WHAT TO WORK ON: Count the lines in the rows below that contain the word "keys", and give only the number.

RECORDS FOR PROCESSING:

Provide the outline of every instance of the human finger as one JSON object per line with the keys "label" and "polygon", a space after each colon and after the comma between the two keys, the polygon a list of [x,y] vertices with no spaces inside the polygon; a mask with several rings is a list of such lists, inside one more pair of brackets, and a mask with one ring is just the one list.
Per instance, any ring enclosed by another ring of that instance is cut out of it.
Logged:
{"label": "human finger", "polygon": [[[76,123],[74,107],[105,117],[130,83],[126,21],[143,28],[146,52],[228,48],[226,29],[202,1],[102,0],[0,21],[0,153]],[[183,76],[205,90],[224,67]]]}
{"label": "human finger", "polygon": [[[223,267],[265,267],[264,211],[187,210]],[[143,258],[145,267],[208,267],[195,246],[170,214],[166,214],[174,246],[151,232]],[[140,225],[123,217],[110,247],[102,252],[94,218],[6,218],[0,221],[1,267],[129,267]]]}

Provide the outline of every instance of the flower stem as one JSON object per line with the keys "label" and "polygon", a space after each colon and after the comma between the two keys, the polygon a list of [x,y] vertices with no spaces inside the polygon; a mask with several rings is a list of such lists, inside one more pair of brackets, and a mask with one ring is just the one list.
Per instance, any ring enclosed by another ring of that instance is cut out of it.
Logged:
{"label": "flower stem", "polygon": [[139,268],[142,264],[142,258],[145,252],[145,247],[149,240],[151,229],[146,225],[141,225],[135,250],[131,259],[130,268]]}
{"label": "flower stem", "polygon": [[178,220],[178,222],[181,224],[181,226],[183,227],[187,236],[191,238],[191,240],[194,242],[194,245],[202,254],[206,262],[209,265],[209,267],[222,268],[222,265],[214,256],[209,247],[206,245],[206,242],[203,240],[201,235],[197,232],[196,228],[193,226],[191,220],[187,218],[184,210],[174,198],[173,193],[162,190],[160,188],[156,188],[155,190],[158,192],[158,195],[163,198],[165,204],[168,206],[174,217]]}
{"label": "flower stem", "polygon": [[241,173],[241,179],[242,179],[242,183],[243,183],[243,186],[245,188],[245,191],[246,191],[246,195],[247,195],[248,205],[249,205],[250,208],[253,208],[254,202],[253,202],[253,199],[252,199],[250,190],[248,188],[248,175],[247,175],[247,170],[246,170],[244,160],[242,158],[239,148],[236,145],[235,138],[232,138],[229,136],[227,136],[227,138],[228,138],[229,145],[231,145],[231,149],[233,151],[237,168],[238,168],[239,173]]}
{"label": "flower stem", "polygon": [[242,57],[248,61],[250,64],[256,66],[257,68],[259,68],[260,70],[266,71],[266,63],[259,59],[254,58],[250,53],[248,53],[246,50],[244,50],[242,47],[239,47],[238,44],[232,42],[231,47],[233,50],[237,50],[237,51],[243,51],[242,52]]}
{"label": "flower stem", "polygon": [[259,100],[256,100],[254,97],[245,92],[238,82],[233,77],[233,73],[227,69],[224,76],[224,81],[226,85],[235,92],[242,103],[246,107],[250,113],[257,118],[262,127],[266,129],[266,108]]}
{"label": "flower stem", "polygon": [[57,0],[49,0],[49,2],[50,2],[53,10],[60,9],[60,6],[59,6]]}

EXERCISE ANSWER: 2